* _SET TASK 1_: According to the blog post about driving to Austin, at what time did the trip finally get on the road?
* _SET TASK 2_: Rewrite everything in the records from the line containing "Where can the forest" down through the end of the records. Replace each "Show me" with "Indicate" and change nothing else.

* _PASSAGE SHOWN_:
========
Thursday, March 30, 2006

Driving to Austin, or 1000 Miles with a Four Year-Old

I meant to get an early start Tuesday morning (I hear chuckling)—to the point that at one time I thought we might leave at 6:00 am (I hear outright guffaws). Dave helped with the major loading Monday night, but it still took me a lot more time than I would have liked to figure out how to pack the van for a retail show again (got to get the tent in) after almost a year's hiatus. We got on the road by 1:30 pm. The late start negated the possibility of dinner with friends in Dallas, but there is always another meal--in this case breakfast Wednesday.

When we did finally get moving we did so in technological style: Dave bought us a Garmin Street Pilot gps, I brought my iPod with the cable that plays it through the fm radio and your car speakers, and Jessie had her portable dvd player. We are fortunate that the car has two cigarette lighter power adapter outlets and I was also able to get an adapter that transforms one power adapter outlet to three and another adapter that allows regular electrical devices to plug-in through it. I could navigate, listen to music and charge my cell phone while Jessie watched movies in the back. Sweet.

There are no rest stops between Atlanta and Birmingham on I-20W. Just be prepared.

After driving awhile Jessie's natural curiosity asserted itself and she asked me where my osstrills are. What? You know, your osstrills--like an elephant has at the end of his trunk. Oh. I showed her. I don't even want to know what the sequitur for that one was.

A little while later after I finished talking to my friend Mike in Dallas about eating together Jessie asked me if my friend Mike was brown or white. I said white and she asked who my friends are who are brown. I named some names for her and she replied sagely that "Cross men are bad." When quizzed about what/who cross men are she replied "Men who wear crosses around their necks... and dress all in white." Oookay. Then she said, "There was a man in the fellowship hall (in the church where her pre-school is located) who said that everybody should get to go where they want, even little kids. They killed him. He was brown. He is in heaven now. Where is heaven?" The lessons the teachers did for Martin Luther King Day must have been really intense as she is still processing them.
========
* _DATASET RECORDS_:
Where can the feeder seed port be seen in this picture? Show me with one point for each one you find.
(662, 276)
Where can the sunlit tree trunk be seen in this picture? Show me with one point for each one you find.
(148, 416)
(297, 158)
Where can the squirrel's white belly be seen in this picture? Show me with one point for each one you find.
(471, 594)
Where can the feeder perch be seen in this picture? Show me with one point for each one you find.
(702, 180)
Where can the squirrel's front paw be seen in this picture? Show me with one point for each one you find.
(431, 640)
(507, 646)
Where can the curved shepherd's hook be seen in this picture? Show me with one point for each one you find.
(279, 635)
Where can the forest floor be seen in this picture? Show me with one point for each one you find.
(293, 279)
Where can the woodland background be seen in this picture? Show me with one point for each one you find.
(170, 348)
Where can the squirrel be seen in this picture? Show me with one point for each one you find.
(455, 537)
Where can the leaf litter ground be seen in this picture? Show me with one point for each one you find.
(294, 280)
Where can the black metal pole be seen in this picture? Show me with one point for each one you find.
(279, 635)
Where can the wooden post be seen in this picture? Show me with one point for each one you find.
========
* _REPLY 1_: 1:30 pm

* _REPLY 2_:
Where can the forest floor be seen in this picture? Indicate with one point for each one you find.
(293, 279)
Where can the woodland background be seen in this picture? Indicate with one point for each one you find.
(170, 348)
Where can the squirrel be seen in this picture? Indicate with one point for each one you find.
(455, 537)
Where can the leaf litter ground be seen in this picture? Indicate with one point for each one you find.
(294, 280)
Where can the black metal pole be seen in this picture? Indicate with one point for each one you find.
(279, 635)
Where can the wooden post be seen in this picture? Indicate with one point for each one you find.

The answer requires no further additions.